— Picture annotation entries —
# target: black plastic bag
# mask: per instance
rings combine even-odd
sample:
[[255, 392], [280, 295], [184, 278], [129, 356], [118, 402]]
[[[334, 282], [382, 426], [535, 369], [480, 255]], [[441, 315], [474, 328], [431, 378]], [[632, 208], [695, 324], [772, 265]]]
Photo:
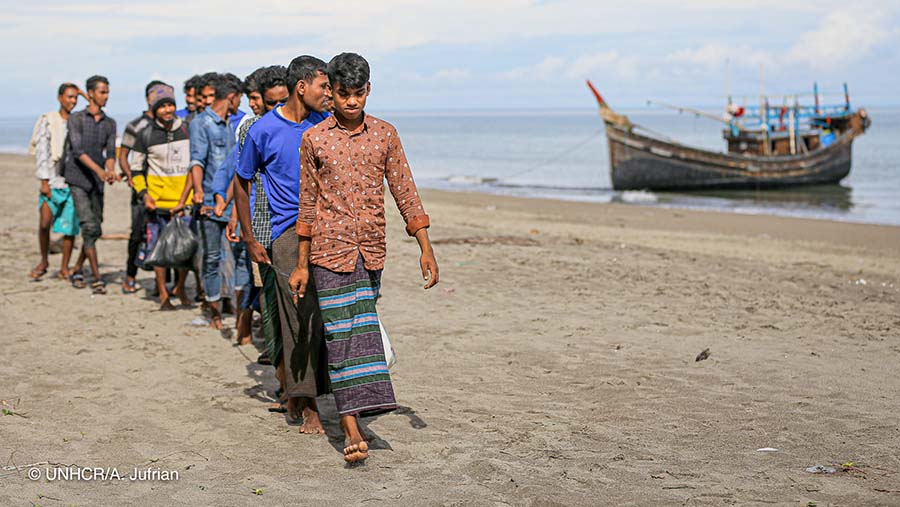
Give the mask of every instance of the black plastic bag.
[[173, 217], [159, 234], [144, 264], [160, 268], [193, 268], [199, 244], [190, 226], [180, 217]]

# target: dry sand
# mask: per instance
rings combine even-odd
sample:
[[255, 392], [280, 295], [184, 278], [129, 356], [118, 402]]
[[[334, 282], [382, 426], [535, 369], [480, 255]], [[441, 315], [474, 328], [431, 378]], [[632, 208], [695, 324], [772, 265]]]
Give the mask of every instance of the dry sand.
[[[404, 408], [346, 469], [333, 401], [329, 438], [268, 413], [273, 370], [199, 310], [28, 281], [30, 159], [0, 157], [0, 182], [2, 465], [180, 474], [5, 468], [0, 505], [900, 505], [898, 228], [423, 191], [441, 283], [422, 291], [391, 212]], [[105, 231], [128, 217], [119, 184]], [[125, 242], [99, 252], [117, 279]]]

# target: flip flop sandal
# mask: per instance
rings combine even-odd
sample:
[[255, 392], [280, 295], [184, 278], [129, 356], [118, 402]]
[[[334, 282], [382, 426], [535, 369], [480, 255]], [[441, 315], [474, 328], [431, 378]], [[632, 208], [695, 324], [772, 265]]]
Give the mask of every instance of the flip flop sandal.
[[271, 405], [269, 405], [269, 412], [275, 412], [278, 414], [286, 414], [287, 406], [285, 406], [284, 403], [275, 402], [275, 403], [272, 403]]
[[106, 282], [102, 280], [97, 280], [96, 282], [91, 284], [91, 293], [97, 295], [106, 294]]
[[122, 284], [122, 294], [134, 294], [137, 292], [137, 287], [134, 286], [134, 283], [134, 280], [125, 280], [125, 283]]
[[76, 289], [83, 289], [87, 286], [84, 281], [84, 274], [82, 274], [81, 271], [76, 271], [69, 275], [69, 281], [72, 282], [72, 287], [75, 287]]

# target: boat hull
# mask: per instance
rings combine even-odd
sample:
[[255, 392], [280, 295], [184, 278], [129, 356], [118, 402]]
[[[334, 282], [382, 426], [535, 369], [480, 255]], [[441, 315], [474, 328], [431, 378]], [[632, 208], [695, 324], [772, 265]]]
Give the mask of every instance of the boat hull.
[[775, 188], [837, 183], [850, 173], [852, 132], [792, 156], [742, 156], [690, 148], [607, 123], [615, 190]]

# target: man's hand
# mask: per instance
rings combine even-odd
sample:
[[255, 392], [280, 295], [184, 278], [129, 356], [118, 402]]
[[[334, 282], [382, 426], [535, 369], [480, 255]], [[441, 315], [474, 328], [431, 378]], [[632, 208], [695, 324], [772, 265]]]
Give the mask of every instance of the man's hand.
[[272, 264], [272, 260], [269, 259], [269, 254], [267, 254], [266, 249], [259, 244], [259, 241], [245, 241], [244, 243], [247, 245], [247, 255], [250, 257], [251, 261], [257, 264]]
[[216, 207], [213, 208], [213, 213], [215, 213], [217, 217], [220, 217], [225, 213], [225, 199], [219, 194], [216, 194]]
[[144, 194], [144, 207], [147, 211], [156, 211], [156, 201], [150, 197], [150, 194]]
[[[219, 196], [216, 196], [219, 197]], [[241, 241], [240, 236], [237, 234], [237, 216], [236, 214], [231, 215], [231, 220], [228, 221], [228, 225], [225, 226], [225, 237], [228, 238], [228, 241], [232, 243], [238, 243]]]
[[434, 259], [434, 251], [431, 249], [422, 252], [419, 257], [419, 264], [422, 266], [422, 279], [425, 280], [425, 288], [430, 289], [437, 285], [440, 276], [438, 275], [437, 261]]
[[288, 278], [288, 285], [291, 287], [291, 296], [294, 298], [294, 304], [306, 294], [306, 284], [309, 283], [309, 268], [306, 266], [297, 266], [291, 271], [291, 277]]

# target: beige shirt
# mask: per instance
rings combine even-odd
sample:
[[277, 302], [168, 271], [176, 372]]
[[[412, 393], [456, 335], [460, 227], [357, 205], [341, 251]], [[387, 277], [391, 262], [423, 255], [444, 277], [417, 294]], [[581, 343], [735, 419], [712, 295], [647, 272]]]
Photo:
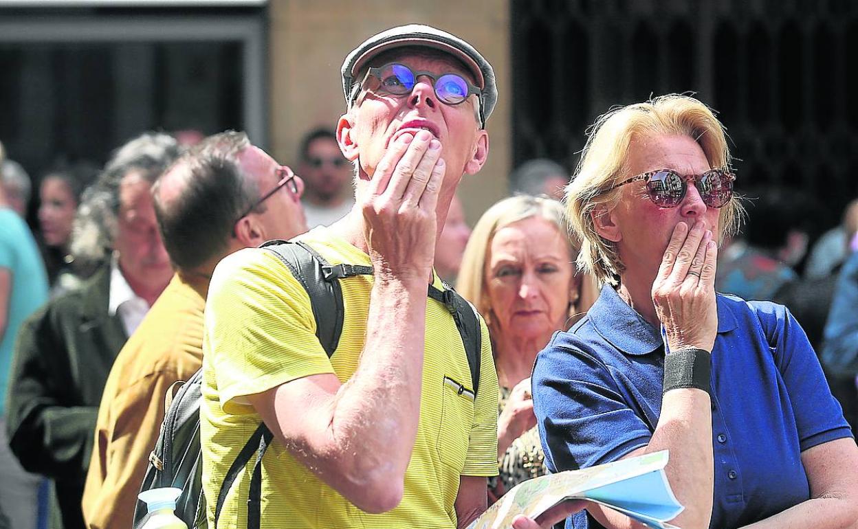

— SHORT EXERCISE —
Copy every line of the records from the line containing "# target: beige shirt" through the end of the records, inclusive, and leave out the pictures.

— ANSWER FOR THE TASK —
# target: beige shirt
# mask: per instance
rings combine even-odd
sample:
[[277, 302], [168, 271], [176, 372]]
[[[412, 393], [456, 335], [460, 227], [357, 205], [341, 251]], [[387, 277], [391, 262], [423, 255], [444, 277], [417, 294]], [[581, 343], [735, 419], [712, 295], [647, 272]]]
Photo:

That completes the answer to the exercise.